STORED ROWS:
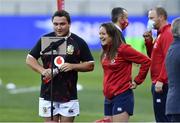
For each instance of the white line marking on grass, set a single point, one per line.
(24, 90)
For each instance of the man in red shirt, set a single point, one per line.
(157, 51)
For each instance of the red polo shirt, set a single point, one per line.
(118, 72)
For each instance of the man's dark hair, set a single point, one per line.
(117, 12)
(161, 12)
(62, 13)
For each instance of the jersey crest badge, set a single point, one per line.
(70, 49)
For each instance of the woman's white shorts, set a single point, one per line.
(67, 109)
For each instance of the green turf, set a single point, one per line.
(24, 107)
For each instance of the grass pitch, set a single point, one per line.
(23, 107)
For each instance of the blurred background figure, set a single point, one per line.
(119, 16)
(158, 21)
(173, 70)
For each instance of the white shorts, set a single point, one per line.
(67, 109)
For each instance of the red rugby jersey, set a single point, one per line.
(118, 72)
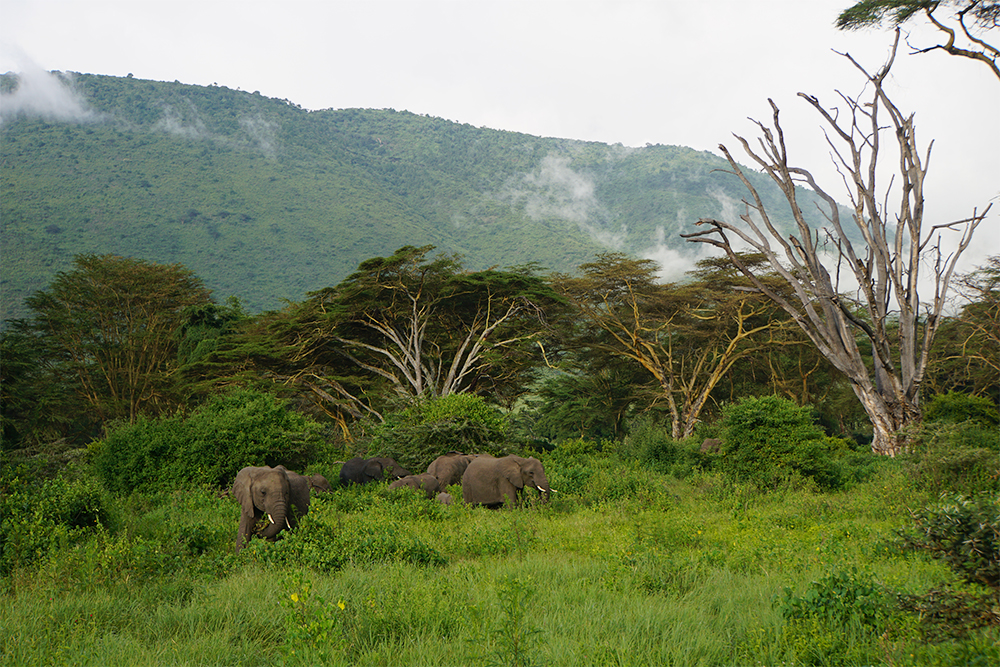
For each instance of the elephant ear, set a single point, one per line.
(373, 469)
(242, 489)
(510, 468)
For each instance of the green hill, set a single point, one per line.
(266, 201)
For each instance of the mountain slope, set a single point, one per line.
(267, 201)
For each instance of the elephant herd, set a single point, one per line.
(283, 495)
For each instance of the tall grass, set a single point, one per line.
(650, 571)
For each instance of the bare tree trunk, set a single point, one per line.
(886, 308)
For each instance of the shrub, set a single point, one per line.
(37, 518)
(956, 458)
(210, 446)
(420, 433)
(962, 532)
(769, 440)
(955, 407)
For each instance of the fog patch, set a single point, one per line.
(674, 264)
(46, 95)
(556, 190)
(177, 123)
(262, 132)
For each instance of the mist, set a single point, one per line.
(46, 95)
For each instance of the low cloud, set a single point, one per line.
(189, 125)
(556, 190)
(262, 132)
(46, 95)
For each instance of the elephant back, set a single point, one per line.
(449, 468)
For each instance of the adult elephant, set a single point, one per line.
(302, 487)
(423, 482)
(449, 468)
(264, 490)
(361, 470)
(494, 482)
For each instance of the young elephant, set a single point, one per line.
(361, 471)
(494, 482)
(449, 468)
(261, 490)
(264, 490)
(423, 482)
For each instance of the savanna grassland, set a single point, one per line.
(626, 566)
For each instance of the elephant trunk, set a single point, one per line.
(278, 517)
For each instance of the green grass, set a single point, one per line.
(678, 573)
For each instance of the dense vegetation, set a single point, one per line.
(791, 543)
(267, 201)
(715, 497)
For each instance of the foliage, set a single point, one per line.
(971, 19)
(684, 337)
(111, 322)
(39, 517)
(209, 446)
(964, 533)
(955, 408)
(962, 458)
(655, 447)
(420, 433)
(268, 201)
(768, 439)
(898, 333)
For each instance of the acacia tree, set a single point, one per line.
(887, 310)
(968, 21)
(687, 337)
(110, 322)
(427, 328)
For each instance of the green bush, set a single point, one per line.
(769, 440)
(955, 408)
(962, 532)
(956, 458)
(37, 518)
(233, 430)
(420, 433)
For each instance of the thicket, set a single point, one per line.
(239, 428)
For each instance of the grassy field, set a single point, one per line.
(624, 567)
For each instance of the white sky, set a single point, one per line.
(685, 72)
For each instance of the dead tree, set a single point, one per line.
(883, 315)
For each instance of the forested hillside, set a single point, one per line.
(267, 201)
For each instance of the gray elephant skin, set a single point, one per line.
(494, 482)
(263, 490)
(424, 482)
(449, 468)
(362, 471)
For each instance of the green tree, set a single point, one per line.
(888, 320)
(686, 336)
(958, 20)
(111, 322)
(427, 328)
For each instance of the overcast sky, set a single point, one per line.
(685, 73)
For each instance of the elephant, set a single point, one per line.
(710, 445)
(361, 471)
(301, 488)
(423, 482)
(448, 468)
(494, 482)
(264, 490)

EXERCISE PROMPT: Leave out the pictures and return every record word for word.

OUTPUT FOR THIS TASK:
For each instance of the white line marking on grass, set a single point, one per line.
(24, 90)
For each instance of the man in red shirt, set a single point, one per line.
(157, 51)
For each instance of the red polo shirt, set a single point, one per line.
(118, 72)
For each instance of the man's dark hair, set a single point, one per line.
(117, 12)
(161, 12)
(62, 13)
For each instance of the jersey crest badge, set a single point, one per line.
(70, 49)
For each instance of the woman's white shorts, set a single point, one per line.
(67, 109)
For each instance of the green turf, set a single point, one per line.
(24, 107)
For each instance of the grass pitch, set a single point, one per line.
(23, 107)
For each instance of the blurred background figure, set a single point, one per line.
(119, 16)
(158, 21)
(173, 70)
For each instance of the white shorts, set a single point, one per line.
(67, 109)
For each instance of the red rugby jersey, set a single point, one per line.
(118, 72)
For each instance of the elephant ear, set a single point, one per line.
(373, 469)
(242, 489)
(510, 468)
For each instance of the green hill, set a single point, one per line.
(266, 201)
For each instance of the mountain slope, set a single point, one per line.
(267, 201)
For each instance of the elephant herd, set a single point, one per line.
(283, 495)
For each instance of the tall grass, set a single point, one per line.
(650, 571)
For each instance of the bare tree trunk, set a single point, one per line.
(886, 308)
For each instance of the shrub, set a single point, one per line.
(37, 518)
(956, 458)
(210, 446)
(420, 433)
(962, 532)
(769, 440)
(955, 407)
For each instance of the fog patch, set a single point, one per line.
(674, 264)
(46, 95)
(556, 190)
(177, 123)
(262, 132)
For each instance of the mist, set a single point, one per line.
(46, 95)
For each instance of the low cloud, set a single point, one per line.
(189, 125)
(556, 190)
(262, 132)
(46, 95)
For each instance of the elephant back, set a single point, one per line.
(449, 468)
For each instance of the adult elephant, set a single point, one per line.
(302, 487)
(423, 482)
(449, 468)
(264, 490)
(361, 470)
(494, 482)
For each instance of the young elephant, set a single point, one per line.
(361, 471)
(494, 482)
(449, 468)
(261, 490)
(264, 490)
(423, 482)
For each instance of the savanna grassland, set a single point, one per line.
(626, 566)
For each instance of the elephant trunk, set a single point, one per line.
(278, 517)
For each instance of the green grass, set a single point, one per line.
(678, 573)
For each instance of the dense vegetation, set a single point, one per line.
(791, 543)
(267, 201)
(715, 497)
For each instance of the foliage, set a single point, one per line.
(971, 19)
(684, 337)
(111, 322)
(39, 517)
(209, 446)
(964, 533)
(955, 408)
(962, 458)
(655, 447)
(420, 433)
(268, 201)
(768, 439)
(898, 333)
For each instance of the acacia tree, set a single point, one per line.
(887, 310)
(968, 21)
(687, 337)
(110, 322)
(427, 328)
For each instance of the green bush, set a single point, one per line.
(769, 440)
(955, 408)
(962, 532)
(956, 458)
(37, 518)
(233, 430)
(420, 433)
For each instance of the thicket, set a single point, one per line.
(239, 428)
For each instance of the grassy field, set a single point, one per line.
(624, 567)
For each instance of the white sky, set a single point, one per line.
(685, 72)
For each instance of the dead tree, set a single point, one per line.
(883, 315)
For each instance of the forested hillside, set a single point, one per line.
(267, 201)
For each instance of the gray elephant skin, set a single point, one per line.
(494, 482)
(263, 490)
(424, 482)
(449, 468)
(362, 471)
For each instance of the green tree, set a single point, one per line.
(888, 320)
(686, 336)
(958, 20)
(111, 322)
(427, 328)
For each instance of the overcast sky, set a single point, one per line.
(685, 73)
For each instance of the elephant, set a single point, one per line.
(710, 445)
(361, 471)
(301, 488)
(423, 482)
(448, 468)
(494, 482)
(264, 490)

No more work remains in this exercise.